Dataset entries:

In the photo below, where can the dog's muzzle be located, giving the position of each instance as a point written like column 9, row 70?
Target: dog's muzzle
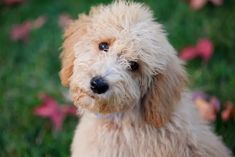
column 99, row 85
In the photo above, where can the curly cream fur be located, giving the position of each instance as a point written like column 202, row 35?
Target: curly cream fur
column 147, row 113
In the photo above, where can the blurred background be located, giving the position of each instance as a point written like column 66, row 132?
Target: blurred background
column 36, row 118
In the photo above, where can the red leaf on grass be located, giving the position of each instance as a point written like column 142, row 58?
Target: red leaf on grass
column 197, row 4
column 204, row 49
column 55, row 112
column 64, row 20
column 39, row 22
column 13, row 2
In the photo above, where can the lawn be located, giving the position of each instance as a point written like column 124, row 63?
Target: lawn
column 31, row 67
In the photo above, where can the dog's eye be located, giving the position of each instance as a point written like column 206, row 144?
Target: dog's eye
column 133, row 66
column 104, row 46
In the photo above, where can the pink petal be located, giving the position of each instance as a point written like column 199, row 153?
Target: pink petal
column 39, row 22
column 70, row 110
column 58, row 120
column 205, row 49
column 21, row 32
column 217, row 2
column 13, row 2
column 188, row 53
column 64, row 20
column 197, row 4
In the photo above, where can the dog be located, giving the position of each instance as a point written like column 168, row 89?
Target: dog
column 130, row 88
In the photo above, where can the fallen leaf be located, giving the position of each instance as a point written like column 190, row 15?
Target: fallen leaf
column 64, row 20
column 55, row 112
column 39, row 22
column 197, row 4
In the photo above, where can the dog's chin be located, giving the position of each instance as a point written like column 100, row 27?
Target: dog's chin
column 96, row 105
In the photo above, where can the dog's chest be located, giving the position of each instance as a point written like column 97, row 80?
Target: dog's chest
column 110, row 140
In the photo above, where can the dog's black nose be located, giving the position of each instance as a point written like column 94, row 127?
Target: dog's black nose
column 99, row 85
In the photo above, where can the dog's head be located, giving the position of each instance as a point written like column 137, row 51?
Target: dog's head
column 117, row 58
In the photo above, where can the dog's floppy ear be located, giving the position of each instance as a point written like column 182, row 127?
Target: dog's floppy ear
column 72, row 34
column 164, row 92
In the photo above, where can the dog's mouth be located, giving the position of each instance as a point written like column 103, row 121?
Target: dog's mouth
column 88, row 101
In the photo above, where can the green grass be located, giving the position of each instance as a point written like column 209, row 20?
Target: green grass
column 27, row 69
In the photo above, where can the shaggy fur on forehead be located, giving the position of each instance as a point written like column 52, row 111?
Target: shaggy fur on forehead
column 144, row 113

==

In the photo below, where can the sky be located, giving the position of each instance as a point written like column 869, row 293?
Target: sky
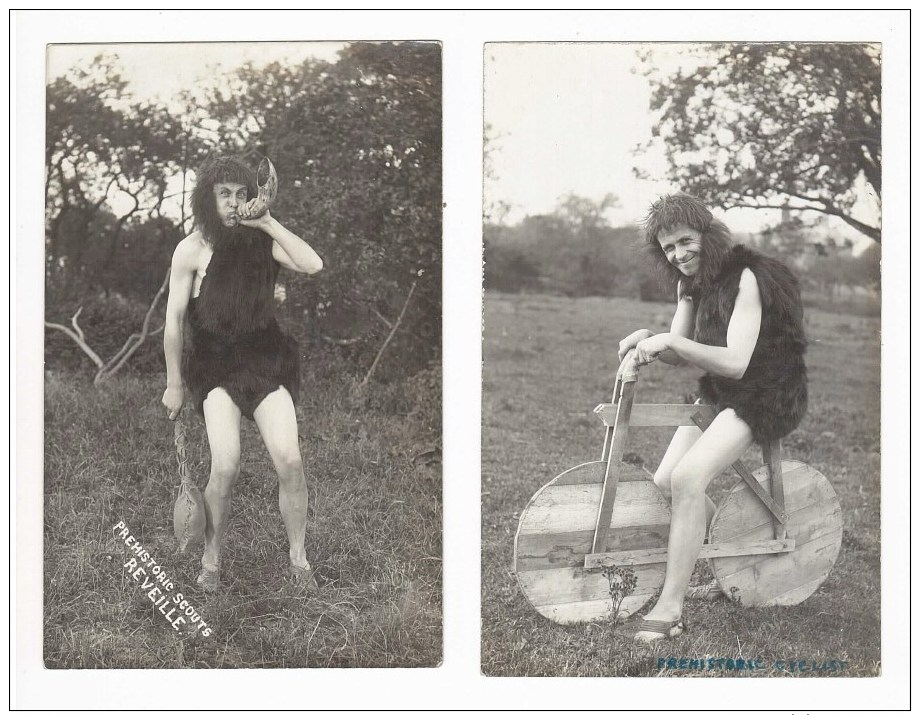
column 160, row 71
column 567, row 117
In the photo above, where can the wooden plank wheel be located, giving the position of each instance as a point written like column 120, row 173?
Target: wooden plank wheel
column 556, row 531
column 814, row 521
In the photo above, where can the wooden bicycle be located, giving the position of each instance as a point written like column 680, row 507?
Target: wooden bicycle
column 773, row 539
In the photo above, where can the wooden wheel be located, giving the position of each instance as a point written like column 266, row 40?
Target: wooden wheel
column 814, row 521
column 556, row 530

◆ **Work instructions**
Every line above in which the word "below" occurs needs to be copied.

◆ **Response box**
In the photo below, where can the dog's muzzle be located, giving the position of each instance as a point written like column 9, row 70?
In the photo below, where can the sky be located, giving the position of each instance as a point written like column 869, row 293?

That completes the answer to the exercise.